Direction A: Duplicate the portion of the exotic pets passage that begins at the words "So, as I was" and stops after "in a household.".
Direction B: Extract every line of the records that contains the string "dark". Letter case must match.
--- Start Document ---
So, as I was perusing the upcoming programs, one caught my eye. It’s called the Virtual Pet Show and Tell, which they host on the last Friday of the month. Basically, you log in at 10:30 a.m. and they have a guest or two there to tell a story about one of their pets and show it off to everyone while teaching a little something about the animal. It’s geared for grade school kids and this month’s subject will be Groovy Goats on May 28.
Well, I guess there are people who keep goats for pets. I think they elected one as mayor in one of our mountain towns a while back. No wait, that was the town dog in Ward. That’s a whole different story. In any case, a goat is a little bit more unusual than what you usually find in a household.
Well, with the story of the pet tiger running loose in Texas last week fresh in my mind, I started imagining what exotic pets the people around here might be keeping in their basements that no one knows about and picturing them bringing them to the local library for show and tell. Over the many years I have lived here, I’ve known quite a few people that kept things a little more extreme than a canary. Some are still legal or were years ago, others, not so much or you have to get a special permit to keep them. I’m sure there are still the random few that have a pet rattlesnake, raccoon, skunk, fox or other local fauna that they found and raised, even though they shouldn’t. But I’ve know people with alligators and caiman, assorted monkeys, a coati mundi, hawks, falcons, eagles, owls, ocelots, bobcats, mountain lions not to mention commercial reindeer and buffalo ranches. OK, full transparency here, I was the guy who owned the coati mundi back in high school and I used to work as a docent at the Denver Zoo, so I probably ran into a few more strange pets than most people.
--- End Document ---
--- Start Record extracts ---
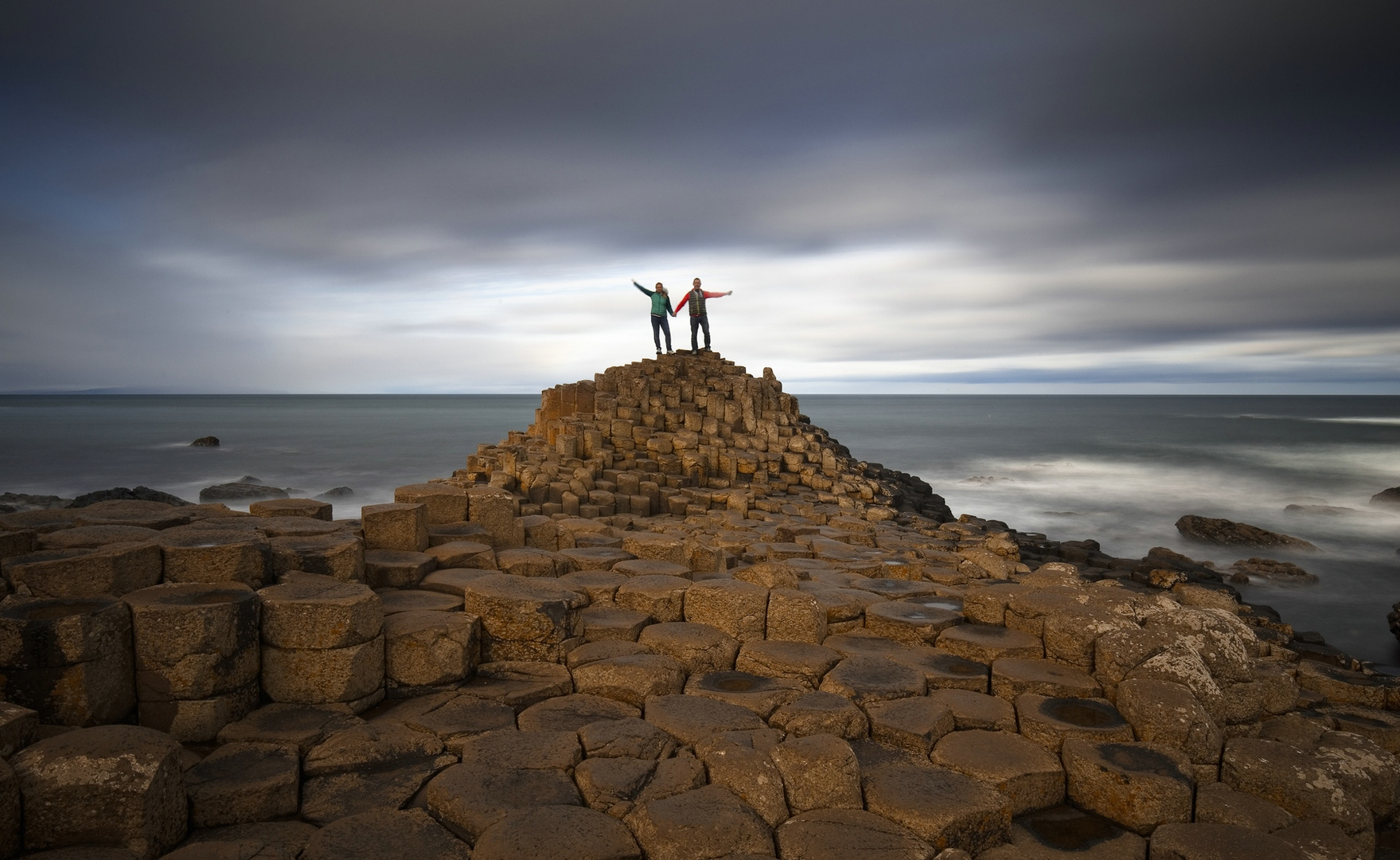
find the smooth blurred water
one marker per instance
(70, 444)
(1119, 470)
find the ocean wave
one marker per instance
(1359, 419)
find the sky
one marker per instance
(924, 197)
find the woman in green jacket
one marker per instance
(660, 308)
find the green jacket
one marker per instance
(660, 303)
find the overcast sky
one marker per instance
(350, 197)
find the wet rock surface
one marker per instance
(669, 620)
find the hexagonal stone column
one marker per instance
(70, 660)
(525, 618)
(191, 553)
(944, 808)
(426, 651)
(197, 656)
(322, 642)
(1137, 784)
(110, 784)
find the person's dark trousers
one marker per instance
(697, 322)
(658, 324)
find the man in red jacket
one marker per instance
(697, 313)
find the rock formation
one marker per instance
(671, 620)
(1388, 498)
(1226, 533)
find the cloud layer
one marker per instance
(905, 197)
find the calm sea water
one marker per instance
(1119, 470)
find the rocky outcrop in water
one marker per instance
(11, 503)
(671, 620)
(1269, 569)
(1237, 534)
(1389, 498)
(127, 494)
(241, 492)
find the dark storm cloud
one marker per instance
(1108, 177)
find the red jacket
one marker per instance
(706, 293)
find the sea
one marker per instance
(1117, 470)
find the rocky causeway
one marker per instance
(673, 620)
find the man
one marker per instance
(697, 314)
(660, 307)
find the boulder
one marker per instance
(865, 679)
(1269, 569)
(1134, 784)
(703, 824)
(265, 841)
(426, 649)
(842, 834)
(70, 660)
(819, 772)
(697, 647)
(240, 492)
(111, 569)
(632, 678)
(801, 662)
(821, 713)
(1062, 832)
(692, 719)
(470, 797)
(1025, 772)
(132, 494)
(241, 784)
(337, 555)
(1226, 533)
(732, 605)
(913, 723)
(291, 507)
(1051, 720)
(627, 737)
(443, 502)
(941, 807)
(1219, 842)
(1388, 498)
(110, 784)
(191, 553)
(560, 832)
(531, 749)
(758, 694)
(297, 726)
(385, 835)
(739, 760)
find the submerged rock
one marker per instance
(14, 503)
(1237, 534)
(1320, 510)
(240, 491)
(125, 494)
(1389, 498)
(1269, 569)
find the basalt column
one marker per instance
(197, 656)
(70, 660)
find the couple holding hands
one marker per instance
(661, 306)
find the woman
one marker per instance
(660, 307)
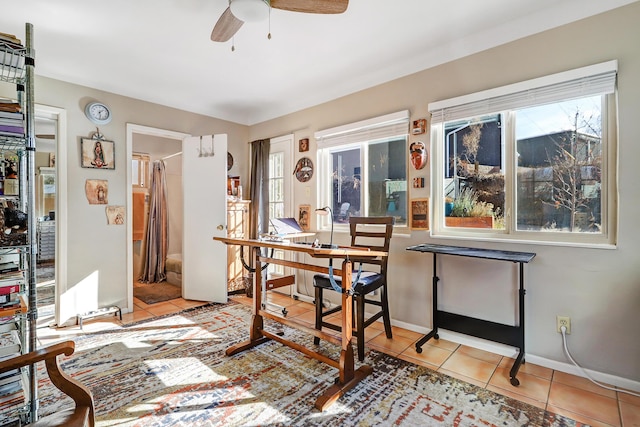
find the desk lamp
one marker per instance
(327, 211)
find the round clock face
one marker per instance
(98, 113)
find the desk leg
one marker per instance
(348, 378)
(257, 322)
(520, 358)
(434, 310)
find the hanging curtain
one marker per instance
(157, 229)
(259, 214)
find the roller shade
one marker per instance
(599, 79)
(387, 126)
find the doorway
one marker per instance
(280, 196)
(51, 210)
(156, 144)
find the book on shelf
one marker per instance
(11, 59)
(10, 343)
(6, 267)
(10, 38)
(12, 287)
(18, 130)
(9, 121)
(20, 309)
(11, 275)
(11, 115)
(10, 107)
(8, 325)
(9, 299)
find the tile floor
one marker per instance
(558, 392)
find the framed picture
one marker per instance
(304, 213)
(419, 214)
(98, 154)
(303, 145)
(419, 126)
(97, 191)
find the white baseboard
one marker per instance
(512, 352)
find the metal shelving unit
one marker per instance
(17, 65)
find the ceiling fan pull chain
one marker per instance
(269, 35)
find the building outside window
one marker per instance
(537, 162)
(363, 168)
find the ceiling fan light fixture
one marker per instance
(250, 10)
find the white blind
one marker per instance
(387, 126)
(598, 79)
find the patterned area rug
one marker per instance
(172, 371)
(152, 293)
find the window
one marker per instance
(140, 170)
(276, 200)
(530, 162)
(363, 168)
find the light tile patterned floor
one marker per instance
(558, 392)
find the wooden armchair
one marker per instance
(83, 413)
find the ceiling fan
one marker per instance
(241, 11)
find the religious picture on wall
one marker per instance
(304, 211)
(303, 145)
(304, 169)
(97, 191)
(115, 215)
(418, 153)
(419, 214)
(98, 154)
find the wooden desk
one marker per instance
(505, 334)
(348, 376)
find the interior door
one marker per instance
(204, 180)
(280, 196)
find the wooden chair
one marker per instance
(83, 414)
(369, 281)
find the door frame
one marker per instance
(140, 130)
(61, 204)
(287, 142)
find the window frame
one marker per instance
(607, 238)
(357, 135)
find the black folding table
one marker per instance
(498, 332)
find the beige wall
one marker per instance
(598, 289)
(96, 255)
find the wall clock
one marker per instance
(304, 169)
(98, 113)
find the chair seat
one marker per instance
(78, 417)
(367, 282)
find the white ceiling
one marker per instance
(160, 51)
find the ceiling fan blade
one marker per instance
(226, 27)
(311, 6)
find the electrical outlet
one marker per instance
(563, 321)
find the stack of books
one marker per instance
(11, 41)
(12, 300)
(12, 391)
(11, 118)
(12, 55)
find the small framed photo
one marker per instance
(419, 214)
(98, 154)
(304, 213)
(419, 126)
(303, 145)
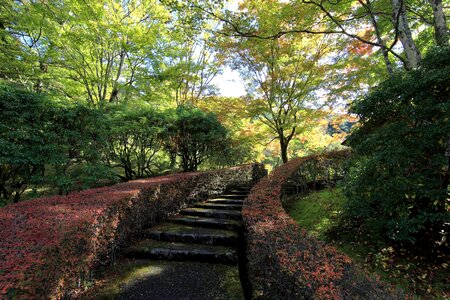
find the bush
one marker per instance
(398, 182)
(134, 139)
(28, 140)
(195, 136)
(284, 262)
(46, 142)
(49, 246)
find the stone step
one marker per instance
(219, 206)
(233, 196)
(207, 222)
(151, 249)
(240, 188)
(191, 234)
(225, 201)
(212, 213)
(238, 192)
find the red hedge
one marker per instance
(48, 246)
(284, 262)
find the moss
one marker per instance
(121, 276)
(231, 284)
(316, 211)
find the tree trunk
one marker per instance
(380, 41)
(400, 22)
(283, 147)
(440, 24)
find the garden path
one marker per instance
(194, 255)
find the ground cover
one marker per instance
(424, 277)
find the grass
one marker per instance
(424, 278)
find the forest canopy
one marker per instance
(98, 91)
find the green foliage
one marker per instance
(134, 140)
(27, 140)
(398, 183)
(81, 141)
(44, 142)
(317, 211)
(195, 136)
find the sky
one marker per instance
(229, 83)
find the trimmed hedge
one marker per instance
(284, 262)
(48, 246)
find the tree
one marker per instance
(28, 140)
(397, 188)
(387, 22)
(94, 51)
(195, 137)
(134, 140)
(283, 76)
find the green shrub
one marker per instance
(134, 140)
(195, 136)
(28, 140)
(398, 181)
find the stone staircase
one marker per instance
(208, 231)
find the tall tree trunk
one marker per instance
(283, 148)
(440, 24)
(400, 21)
(384, 50)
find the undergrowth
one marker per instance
(424, 277)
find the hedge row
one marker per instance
(284, 262)
(49, 246)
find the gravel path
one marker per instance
(142, 279)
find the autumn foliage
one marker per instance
(283, 261)
(49, 246)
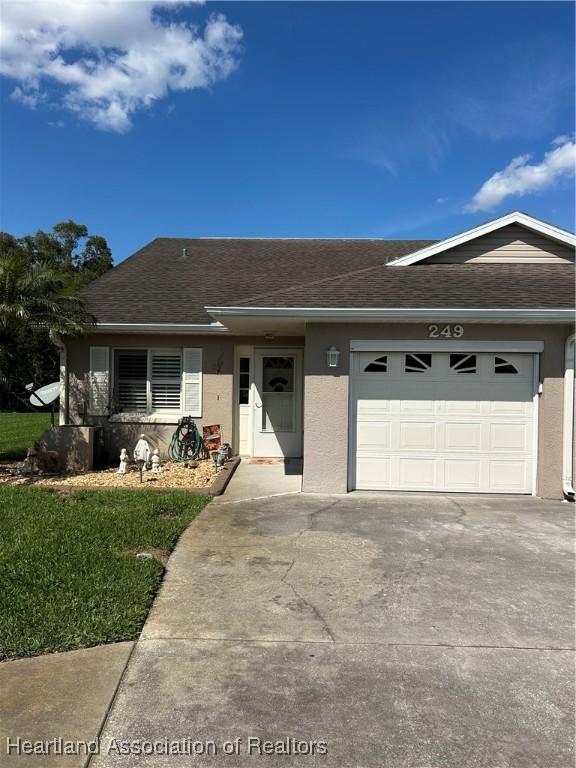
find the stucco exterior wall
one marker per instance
--- End Record extracts ---
Output A:
So, as I was perusing the upcoming programs, one caught my eye. It’s called the Virtual Pet Show and Tell, which they host on the last Friday of the month. Basically, you log in at 10:30 a.m. and they have a guest or two there to tell a story about one of their pets and show it off to everyone while teaching a little something about the animal. It’s geared for grade school kids and this month’s subject will be Groovy Goats on May 28.
Well, I guess there are people who keep goats for pets. I think they elected one as mayor in one of our mountain towns a while back. No wait, that was the town dog in Ward. That’s a whole different story. In any case, a goat is a little bit more unusual than what you usually find in a household.

Output B:
find the person's dark trousers
find the dark storm cloud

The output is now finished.